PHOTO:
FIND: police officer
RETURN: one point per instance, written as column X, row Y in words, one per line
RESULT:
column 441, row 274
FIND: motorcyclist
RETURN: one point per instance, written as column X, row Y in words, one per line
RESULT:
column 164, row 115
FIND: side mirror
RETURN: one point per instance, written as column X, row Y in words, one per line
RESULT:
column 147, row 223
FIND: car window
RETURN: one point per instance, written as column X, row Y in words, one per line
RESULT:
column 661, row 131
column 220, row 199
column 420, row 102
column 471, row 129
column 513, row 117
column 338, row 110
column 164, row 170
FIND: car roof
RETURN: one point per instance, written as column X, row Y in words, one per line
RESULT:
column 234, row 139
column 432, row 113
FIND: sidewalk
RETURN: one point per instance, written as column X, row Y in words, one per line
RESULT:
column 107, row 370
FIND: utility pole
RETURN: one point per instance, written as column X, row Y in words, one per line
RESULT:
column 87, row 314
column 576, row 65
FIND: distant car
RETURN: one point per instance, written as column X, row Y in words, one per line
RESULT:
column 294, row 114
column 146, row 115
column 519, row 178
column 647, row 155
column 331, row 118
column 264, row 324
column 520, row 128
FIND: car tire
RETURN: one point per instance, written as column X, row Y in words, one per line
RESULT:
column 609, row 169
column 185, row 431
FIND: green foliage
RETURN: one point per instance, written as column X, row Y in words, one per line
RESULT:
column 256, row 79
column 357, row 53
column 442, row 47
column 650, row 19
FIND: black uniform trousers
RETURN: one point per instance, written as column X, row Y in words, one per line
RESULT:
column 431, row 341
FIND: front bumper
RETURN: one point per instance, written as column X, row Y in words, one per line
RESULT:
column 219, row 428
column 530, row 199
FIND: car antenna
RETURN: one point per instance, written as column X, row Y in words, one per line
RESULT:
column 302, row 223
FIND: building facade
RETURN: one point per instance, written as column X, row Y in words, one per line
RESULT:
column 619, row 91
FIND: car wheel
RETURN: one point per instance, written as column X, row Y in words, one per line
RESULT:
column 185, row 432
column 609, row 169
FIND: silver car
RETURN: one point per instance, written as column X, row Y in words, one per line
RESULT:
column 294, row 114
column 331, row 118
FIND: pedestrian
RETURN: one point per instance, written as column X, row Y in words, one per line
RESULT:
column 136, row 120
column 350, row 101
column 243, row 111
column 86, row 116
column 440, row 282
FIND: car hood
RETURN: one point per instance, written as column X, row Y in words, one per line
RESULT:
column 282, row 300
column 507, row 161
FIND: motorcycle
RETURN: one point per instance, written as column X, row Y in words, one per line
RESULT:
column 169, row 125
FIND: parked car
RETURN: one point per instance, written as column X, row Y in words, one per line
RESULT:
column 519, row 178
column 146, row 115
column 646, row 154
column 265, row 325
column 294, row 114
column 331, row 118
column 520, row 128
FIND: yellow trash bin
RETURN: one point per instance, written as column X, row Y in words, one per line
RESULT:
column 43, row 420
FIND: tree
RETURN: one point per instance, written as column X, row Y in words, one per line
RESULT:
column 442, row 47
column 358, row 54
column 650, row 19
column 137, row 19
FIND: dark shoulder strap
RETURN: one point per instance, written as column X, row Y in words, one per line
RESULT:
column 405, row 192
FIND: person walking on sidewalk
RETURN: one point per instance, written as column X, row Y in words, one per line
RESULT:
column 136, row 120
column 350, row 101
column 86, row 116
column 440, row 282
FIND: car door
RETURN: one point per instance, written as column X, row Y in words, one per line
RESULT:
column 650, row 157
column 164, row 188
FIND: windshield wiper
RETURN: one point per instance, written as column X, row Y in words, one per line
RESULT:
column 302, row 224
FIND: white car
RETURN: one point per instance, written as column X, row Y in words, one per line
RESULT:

☆ ☆ ☆ ☆ ☆

**Required task**
Please output the records in the stretch from the line containing "FIND: car hood" through the line containing "column 507, row 161" as a two-column CSV headed input and output. Give one row per record, putting its text and its answer each in a single quoted field with line breaks replaced by spaces.

**Correct result**
input,output
"FIND: car hood RETURN: one point per instance, written as column X, row Y in words, one per line RESULT:","column 282, row 300 column 507, row 161"